- **Task objective**: Reproduce each line of the entries that carries "limestone".

- **Input data**:
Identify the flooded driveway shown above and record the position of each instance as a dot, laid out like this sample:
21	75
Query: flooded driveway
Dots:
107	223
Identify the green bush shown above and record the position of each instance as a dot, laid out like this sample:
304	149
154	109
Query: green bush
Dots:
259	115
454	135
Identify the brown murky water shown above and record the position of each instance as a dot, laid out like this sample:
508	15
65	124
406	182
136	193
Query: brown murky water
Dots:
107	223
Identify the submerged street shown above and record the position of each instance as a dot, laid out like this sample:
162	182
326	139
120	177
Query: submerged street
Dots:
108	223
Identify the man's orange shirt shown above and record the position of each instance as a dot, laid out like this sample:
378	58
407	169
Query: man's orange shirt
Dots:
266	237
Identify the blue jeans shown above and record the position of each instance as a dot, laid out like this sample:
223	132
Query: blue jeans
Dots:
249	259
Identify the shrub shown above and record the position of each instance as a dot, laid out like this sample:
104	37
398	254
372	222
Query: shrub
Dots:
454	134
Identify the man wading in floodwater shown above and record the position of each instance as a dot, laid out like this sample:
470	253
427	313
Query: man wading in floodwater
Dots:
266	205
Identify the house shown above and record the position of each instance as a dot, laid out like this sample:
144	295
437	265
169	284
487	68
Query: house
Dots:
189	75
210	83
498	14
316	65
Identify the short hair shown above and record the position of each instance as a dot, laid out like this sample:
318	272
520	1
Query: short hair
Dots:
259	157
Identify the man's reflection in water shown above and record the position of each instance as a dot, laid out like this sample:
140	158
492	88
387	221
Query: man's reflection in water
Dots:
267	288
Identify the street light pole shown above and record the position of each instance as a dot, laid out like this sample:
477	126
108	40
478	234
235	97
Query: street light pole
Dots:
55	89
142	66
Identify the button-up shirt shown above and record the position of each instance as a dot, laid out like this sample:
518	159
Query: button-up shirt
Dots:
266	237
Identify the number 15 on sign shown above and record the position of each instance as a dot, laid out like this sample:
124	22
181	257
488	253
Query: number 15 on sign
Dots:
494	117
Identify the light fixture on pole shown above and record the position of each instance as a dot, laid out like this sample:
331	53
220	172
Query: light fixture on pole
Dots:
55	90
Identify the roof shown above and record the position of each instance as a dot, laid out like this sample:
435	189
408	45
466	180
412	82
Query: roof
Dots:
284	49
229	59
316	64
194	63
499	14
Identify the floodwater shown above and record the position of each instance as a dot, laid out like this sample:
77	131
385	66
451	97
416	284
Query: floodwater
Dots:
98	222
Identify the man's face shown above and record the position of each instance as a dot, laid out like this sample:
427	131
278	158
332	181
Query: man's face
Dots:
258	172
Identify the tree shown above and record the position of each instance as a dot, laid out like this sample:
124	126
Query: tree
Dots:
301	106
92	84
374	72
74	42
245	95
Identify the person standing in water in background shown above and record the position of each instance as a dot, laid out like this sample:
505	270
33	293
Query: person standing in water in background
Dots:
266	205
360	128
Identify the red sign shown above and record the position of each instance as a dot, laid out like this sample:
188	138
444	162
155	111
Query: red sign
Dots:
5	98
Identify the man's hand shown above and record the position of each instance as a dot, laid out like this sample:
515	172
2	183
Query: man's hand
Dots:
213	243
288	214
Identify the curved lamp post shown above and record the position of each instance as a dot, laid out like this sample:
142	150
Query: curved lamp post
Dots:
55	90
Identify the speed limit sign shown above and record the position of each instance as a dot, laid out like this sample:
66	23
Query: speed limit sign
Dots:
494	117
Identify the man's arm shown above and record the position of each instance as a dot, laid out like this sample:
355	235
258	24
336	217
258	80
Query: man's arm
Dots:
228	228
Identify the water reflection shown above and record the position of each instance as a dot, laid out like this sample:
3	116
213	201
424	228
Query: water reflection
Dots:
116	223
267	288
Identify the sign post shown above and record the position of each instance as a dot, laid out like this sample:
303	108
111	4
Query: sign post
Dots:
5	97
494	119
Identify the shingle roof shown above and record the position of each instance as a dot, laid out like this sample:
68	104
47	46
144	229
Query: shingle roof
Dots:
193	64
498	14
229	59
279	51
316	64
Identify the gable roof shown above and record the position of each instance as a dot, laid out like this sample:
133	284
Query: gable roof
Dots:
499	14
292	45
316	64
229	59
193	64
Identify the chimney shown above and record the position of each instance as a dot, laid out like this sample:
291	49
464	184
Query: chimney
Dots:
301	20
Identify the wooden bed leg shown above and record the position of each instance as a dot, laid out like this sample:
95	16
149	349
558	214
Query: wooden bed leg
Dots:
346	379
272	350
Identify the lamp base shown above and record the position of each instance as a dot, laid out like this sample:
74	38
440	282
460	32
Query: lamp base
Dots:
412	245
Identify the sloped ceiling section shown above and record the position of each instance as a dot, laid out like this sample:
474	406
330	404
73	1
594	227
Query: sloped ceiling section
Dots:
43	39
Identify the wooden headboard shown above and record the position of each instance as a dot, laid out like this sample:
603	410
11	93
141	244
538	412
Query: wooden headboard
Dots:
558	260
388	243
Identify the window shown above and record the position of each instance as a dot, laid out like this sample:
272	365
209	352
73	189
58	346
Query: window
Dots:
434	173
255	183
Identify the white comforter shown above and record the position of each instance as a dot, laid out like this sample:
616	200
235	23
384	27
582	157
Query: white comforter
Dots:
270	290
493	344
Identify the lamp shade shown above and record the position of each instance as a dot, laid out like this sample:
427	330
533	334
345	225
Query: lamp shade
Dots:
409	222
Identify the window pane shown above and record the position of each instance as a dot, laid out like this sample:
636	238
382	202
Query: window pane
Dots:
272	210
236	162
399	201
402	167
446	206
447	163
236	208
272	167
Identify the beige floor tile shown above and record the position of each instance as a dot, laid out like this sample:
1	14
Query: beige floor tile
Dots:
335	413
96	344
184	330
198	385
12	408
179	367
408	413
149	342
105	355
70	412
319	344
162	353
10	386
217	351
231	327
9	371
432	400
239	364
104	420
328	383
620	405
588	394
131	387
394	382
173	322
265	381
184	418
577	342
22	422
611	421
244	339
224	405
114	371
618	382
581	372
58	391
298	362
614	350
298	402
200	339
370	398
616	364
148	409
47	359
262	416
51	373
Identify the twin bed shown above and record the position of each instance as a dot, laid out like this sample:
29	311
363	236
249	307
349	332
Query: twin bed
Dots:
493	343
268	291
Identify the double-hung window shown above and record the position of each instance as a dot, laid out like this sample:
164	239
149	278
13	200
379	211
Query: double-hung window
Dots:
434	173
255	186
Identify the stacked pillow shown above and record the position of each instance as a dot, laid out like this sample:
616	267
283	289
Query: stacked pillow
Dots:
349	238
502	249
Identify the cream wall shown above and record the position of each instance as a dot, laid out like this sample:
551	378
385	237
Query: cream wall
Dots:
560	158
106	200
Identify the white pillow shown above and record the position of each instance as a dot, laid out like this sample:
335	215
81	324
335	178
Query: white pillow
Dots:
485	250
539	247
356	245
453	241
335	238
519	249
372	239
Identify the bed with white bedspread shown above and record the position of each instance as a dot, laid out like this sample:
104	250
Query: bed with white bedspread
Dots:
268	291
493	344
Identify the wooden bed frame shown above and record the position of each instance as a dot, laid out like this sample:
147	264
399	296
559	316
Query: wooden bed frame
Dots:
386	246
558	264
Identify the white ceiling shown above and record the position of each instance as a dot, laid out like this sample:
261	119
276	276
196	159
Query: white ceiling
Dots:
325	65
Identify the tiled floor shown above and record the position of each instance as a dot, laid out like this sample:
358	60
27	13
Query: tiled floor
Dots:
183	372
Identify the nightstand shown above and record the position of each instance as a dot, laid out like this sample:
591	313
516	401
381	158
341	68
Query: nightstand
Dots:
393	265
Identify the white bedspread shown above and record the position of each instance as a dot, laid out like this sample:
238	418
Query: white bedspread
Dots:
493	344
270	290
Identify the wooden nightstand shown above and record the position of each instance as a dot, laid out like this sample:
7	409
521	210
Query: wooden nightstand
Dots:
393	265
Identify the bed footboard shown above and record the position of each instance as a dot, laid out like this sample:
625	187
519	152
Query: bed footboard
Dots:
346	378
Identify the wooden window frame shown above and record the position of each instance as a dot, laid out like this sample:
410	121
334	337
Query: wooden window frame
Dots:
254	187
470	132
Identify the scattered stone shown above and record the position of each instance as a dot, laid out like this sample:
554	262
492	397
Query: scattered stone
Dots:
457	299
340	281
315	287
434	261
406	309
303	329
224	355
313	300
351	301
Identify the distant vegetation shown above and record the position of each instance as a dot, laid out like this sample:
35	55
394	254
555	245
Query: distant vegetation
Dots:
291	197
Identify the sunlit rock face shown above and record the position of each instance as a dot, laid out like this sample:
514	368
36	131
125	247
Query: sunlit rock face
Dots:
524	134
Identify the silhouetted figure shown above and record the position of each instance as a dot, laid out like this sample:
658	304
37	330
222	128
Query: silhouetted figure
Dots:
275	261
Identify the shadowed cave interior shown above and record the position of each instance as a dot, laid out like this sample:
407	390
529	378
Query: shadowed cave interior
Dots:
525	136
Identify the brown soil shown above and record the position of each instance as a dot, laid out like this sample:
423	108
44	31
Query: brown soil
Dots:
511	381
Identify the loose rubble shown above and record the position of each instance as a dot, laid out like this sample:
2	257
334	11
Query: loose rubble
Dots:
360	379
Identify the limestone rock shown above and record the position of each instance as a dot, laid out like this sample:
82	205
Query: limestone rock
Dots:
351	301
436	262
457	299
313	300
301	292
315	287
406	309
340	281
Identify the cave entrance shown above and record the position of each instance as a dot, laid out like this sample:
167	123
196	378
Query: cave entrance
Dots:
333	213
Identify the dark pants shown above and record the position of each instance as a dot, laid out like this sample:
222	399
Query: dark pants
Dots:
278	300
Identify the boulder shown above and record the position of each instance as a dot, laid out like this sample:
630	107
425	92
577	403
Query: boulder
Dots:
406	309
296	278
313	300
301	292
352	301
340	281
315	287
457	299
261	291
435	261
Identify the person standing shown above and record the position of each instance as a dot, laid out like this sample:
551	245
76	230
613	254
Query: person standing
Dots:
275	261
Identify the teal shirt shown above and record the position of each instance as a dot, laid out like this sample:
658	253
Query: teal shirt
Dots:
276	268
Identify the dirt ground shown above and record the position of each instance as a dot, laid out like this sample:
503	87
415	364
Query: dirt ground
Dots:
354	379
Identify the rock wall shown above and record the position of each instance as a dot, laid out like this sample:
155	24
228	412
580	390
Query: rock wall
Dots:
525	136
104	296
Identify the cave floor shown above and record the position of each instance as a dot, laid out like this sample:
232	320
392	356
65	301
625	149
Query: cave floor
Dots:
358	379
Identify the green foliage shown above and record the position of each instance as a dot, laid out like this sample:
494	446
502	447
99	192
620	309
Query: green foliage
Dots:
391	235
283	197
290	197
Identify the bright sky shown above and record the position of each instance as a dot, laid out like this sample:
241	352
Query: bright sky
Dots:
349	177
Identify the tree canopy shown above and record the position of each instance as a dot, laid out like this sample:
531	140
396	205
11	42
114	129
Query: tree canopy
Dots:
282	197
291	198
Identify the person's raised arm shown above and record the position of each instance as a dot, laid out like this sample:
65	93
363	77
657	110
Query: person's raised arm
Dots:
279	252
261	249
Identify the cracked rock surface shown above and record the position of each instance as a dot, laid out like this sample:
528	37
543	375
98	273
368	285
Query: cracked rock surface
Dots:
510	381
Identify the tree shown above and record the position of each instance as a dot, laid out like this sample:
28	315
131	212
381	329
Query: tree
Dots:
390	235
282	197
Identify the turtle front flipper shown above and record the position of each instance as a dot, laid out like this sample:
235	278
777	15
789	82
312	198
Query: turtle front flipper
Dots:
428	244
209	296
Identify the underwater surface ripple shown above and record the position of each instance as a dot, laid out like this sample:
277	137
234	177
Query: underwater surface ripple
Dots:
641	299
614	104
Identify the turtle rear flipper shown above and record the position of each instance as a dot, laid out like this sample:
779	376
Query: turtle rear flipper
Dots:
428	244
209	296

- **Result of the task**:
Identify the limestone rock shown above and record the position of each instance as a dot, laid out like this sample:
Query: limestone rock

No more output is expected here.